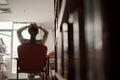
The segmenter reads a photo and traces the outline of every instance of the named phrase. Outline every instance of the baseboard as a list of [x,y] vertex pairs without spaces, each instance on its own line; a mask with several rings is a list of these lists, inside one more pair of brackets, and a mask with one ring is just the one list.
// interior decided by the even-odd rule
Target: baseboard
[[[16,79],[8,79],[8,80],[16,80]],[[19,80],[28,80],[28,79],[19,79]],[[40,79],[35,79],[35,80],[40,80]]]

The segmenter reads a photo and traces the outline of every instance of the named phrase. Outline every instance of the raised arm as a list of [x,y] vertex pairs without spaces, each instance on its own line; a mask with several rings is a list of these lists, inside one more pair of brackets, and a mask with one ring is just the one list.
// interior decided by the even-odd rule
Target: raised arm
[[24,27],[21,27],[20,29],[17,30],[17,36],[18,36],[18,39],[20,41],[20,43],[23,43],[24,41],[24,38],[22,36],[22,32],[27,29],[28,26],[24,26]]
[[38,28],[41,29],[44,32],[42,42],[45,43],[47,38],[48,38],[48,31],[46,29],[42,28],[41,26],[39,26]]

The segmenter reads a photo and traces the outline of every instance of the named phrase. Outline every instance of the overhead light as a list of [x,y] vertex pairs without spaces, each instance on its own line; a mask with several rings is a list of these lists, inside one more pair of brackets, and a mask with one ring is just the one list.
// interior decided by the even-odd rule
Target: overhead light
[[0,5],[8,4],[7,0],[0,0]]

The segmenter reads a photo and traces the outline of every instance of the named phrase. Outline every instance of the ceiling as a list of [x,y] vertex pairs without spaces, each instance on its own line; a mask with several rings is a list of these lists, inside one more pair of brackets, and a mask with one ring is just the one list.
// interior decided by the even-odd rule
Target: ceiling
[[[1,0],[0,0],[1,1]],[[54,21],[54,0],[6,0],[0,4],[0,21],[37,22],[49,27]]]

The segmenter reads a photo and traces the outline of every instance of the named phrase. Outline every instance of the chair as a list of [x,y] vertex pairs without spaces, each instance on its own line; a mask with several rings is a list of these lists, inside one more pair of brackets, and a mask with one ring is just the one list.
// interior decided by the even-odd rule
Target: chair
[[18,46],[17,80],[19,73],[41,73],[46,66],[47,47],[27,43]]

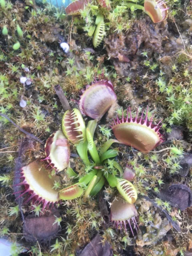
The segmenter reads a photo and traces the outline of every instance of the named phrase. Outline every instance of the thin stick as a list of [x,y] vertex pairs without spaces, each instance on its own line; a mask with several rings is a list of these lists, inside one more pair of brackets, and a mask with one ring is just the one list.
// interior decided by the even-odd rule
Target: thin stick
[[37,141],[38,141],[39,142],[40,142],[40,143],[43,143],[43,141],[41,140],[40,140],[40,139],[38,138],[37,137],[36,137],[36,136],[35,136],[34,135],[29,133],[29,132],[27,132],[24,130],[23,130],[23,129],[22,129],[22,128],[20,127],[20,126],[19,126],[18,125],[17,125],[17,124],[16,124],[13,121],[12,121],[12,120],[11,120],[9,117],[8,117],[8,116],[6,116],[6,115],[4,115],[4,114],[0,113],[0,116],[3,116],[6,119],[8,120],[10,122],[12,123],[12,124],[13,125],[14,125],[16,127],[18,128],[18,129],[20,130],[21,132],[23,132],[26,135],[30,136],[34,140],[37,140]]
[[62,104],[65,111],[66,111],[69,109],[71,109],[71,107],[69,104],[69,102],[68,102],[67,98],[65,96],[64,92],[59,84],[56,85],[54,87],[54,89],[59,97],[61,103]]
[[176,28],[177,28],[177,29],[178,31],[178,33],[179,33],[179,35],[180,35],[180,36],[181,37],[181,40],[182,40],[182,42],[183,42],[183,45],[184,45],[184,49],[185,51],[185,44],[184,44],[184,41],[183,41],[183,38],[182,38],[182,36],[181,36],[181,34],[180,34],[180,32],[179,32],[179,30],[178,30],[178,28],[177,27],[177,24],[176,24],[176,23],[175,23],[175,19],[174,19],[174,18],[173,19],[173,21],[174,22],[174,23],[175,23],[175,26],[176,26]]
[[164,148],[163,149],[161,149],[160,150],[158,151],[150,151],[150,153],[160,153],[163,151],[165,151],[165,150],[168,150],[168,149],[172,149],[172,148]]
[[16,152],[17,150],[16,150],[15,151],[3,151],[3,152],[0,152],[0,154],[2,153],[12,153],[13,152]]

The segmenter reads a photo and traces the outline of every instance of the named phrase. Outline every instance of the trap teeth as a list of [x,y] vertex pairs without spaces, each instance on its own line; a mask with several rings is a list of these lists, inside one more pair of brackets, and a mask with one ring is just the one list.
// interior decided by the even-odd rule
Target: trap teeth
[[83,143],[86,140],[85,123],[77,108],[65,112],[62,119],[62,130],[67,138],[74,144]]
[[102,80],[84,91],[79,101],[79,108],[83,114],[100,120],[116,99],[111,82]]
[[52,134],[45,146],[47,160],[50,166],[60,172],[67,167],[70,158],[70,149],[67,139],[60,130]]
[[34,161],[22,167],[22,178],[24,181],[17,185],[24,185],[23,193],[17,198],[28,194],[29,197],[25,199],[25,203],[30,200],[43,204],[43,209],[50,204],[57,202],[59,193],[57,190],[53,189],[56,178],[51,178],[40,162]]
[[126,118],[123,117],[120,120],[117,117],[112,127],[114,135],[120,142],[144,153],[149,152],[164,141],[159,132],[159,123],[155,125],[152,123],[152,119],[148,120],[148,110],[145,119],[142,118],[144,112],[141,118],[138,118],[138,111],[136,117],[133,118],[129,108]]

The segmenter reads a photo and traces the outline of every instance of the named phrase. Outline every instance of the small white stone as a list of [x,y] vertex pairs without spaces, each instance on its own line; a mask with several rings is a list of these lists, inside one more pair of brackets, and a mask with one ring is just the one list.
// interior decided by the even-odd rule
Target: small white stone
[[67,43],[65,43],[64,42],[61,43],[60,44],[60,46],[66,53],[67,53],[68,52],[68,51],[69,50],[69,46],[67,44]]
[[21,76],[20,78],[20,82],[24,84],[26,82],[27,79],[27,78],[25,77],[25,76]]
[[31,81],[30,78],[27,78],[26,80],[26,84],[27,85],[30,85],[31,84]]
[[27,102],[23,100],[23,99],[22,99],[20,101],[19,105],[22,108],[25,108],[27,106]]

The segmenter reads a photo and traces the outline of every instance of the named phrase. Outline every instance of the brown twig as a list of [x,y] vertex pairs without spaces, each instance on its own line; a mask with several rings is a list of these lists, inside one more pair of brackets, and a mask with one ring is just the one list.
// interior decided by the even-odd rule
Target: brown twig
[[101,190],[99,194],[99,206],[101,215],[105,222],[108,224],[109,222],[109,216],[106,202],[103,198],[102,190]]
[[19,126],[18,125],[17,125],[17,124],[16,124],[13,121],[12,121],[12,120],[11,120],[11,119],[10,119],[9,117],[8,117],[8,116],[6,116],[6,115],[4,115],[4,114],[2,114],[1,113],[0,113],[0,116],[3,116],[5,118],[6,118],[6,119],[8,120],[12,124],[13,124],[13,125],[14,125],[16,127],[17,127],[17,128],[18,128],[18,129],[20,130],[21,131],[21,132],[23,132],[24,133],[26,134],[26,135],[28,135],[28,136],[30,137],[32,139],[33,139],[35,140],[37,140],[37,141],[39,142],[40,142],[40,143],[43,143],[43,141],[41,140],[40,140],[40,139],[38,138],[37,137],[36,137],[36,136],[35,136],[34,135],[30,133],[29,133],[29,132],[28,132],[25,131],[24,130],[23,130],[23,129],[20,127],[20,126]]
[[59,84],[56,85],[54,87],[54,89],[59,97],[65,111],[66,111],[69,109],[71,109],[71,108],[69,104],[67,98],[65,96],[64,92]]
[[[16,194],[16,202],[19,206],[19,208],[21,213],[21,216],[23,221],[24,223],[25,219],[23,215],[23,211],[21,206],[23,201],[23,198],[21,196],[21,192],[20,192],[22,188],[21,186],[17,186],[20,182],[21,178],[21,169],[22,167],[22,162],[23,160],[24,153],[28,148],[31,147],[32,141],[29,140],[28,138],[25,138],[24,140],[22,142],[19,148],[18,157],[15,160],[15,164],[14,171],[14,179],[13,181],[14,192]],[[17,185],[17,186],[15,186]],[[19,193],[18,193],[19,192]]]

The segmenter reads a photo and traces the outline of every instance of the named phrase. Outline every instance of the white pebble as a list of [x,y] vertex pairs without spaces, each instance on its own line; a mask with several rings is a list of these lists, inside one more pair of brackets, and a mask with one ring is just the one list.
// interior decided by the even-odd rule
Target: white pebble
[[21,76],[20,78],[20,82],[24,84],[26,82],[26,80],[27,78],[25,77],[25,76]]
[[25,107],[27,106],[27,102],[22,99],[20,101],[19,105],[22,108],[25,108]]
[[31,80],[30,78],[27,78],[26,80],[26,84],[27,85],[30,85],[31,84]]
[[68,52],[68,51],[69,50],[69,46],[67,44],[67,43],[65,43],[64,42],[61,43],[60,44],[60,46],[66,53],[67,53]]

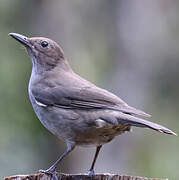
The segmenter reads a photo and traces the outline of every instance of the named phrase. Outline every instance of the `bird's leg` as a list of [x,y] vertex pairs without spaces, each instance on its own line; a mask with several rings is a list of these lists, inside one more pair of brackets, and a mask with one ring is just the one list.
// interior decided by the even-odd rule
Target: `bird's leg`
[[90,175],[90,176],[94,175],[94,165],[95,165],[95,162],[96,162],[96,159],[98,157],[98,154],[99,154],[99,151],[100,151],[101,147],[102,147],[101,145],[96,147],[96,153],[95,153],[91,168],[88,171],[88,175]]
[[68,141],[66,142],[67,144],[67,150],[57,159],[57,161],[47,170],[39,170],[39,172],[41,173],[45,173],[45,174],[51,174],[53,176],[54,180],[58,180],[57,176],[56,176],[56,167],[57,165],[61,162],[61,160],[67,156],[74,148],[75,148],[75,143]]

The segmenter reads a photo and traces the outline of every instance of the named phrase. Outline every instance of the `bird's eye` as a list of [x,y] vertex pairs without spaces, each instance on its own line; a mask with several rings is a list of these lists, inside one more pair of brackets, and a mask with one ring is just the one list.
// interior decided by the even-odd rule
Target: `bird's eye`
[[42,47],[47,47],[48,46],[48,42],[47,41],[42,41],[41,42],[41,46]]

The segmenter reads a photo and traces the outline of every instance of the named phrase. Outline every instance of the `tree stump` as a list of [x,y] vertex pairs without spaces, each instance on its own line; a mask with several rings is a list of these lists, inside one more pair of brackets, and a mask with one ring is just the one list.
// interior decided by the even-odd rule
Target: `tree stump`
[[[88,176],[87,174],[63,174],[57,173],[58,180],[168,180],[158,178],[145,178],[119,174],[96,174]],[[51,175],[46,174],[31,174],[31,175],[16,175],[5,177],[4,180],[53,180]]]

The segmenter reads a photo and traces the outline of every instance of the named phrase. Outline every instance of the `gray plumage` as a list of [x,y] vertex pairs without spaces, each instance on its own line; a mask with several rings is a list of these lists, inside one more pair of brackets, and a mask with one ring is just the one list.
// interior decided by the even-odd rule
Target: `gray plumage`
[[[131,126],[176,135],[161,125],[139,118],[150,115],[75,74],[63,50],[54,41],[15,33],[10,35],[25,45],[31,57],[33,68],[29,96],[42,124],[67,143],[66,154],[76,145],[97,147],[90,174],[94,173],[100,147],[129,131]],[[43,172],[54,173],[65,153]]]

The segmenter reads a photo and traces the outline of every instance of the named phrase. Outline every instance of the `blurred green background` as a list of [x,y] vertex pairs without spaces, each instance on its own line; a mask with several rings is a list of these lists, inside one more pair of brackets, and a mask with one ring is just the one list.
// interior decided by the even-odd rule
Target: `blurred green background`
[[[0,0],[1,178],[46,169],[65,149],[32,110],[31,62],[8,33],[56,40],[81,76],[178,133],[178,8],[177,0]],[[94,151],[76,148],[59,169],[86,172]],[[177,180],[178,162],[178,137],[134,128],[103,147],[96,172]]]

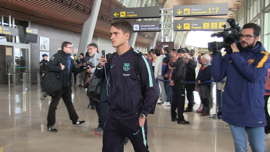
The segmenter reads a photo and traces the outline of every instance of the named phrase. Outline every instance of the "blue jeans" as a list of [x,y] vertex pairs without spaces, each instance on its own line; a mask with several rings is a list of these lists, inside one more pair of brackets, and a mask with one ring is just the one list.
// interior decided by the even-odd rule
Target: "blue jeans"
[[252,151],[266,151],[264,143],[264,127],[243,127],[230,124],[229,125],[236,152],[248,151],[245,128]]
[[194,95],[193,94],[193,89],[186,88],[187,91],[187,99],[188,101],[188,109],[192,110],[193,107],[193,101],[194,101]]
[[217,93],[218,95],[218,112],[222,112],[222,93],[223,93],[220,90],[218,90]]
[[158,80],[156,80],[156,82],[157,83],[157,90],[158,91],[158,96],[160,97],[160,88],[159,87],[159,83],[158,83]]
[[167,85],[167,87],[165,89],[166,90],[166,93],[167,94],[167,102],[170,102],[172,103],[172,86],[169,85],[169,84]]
=-=-=-=-=
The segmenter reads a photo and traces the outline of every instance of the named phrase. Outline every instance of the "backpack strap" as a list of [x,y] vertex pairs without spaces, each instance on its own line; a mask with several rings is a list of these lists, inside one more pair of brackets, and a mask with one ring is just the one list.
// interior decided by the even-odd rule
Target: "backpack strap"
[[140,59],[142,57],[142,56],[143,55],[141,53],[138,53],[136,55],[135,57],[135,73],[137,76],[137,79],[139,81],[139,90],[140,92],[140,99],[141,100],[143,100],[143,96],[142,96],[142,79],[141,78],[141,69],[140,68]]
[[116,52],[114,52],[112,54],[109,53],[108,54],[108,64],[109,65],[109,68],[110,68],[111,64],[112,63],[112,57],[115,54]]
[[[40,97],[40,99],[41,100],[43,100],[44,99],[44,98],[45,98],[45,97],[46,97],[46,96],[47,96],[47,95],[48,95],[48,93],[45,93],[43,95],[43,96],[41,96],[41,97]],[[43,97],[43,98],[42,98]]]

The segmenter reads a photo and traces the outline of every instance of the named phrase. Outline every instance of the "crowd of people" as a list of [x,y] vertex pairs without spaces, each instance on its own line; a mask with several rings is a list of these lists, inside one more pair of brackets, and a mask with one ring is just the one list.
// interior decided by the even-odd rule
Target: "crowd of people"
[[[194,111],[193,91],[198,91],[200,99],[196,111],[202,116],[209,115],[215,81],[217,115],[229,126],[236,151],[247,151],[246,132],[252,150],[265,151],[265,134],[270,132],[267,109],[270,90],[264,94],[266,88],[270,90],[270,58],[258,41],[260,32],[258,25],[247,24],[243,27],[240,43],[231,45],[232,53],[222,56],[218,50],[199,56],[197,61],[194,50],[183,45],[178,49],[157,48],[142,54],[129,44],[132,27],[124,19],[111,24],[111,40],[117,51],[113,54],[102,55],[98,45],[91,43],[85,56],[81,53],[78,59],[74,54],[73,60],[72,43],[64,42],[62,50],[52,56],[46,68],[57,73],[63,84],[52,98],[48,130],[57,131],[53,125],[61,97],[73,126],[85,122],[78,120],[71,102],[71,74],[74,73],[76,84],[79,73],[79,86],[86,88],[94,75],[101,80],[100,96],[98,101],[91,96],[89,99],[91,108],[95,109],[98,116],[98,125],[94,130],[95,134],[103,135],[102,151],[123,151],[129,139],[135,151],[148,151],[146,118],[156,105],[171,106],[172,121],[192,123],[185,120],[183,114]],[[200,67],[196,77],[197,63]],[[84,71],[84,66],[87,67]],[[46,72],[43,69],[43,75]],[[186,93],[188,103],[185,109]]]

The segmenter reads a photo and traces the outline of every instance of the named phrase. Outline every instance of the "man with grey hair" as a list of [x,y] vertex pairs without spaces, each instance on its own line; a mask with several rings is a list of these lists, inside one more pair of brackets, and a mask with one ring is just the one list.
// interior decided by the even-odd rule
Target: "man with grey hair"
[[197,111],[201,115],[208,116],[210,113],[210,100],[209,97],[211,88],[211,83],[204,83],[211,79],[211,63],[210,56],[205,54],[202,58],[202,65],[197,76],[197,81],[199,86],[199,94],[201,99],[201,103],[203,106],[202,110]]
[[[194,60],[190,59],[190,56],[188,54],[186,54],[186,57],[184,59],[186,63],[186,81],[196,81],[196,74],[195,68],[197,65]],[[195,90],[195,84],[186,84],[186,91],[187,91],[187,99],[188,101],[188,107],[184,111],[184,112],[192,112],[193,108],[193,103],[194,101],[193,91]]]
=-=-=-=-=
The problem:
Edit the items starting at the line that contains "of the overhead" and ending at the line that contains "[[0,5],[8,4],[7,0],[0,0]]", replacing "overhead light" with "ceiling lamp" and leaving everything else unchanged. Give only those lines.

The output:
The segmenter reads a photo and traces the outline of every instance of the named phrase. Outline every instance of the ceiling lamp as a list of [x,y] vertex pairs without spaces, each instance on its own line; a mask with several rings is a list of these lists, inside one more pair of brackets, and a mask with one ring is just the one list.
// interior decided by the even-odd rule
Target: ceiling lamp
[[0,5],[8,4],[7,0],[0,0]]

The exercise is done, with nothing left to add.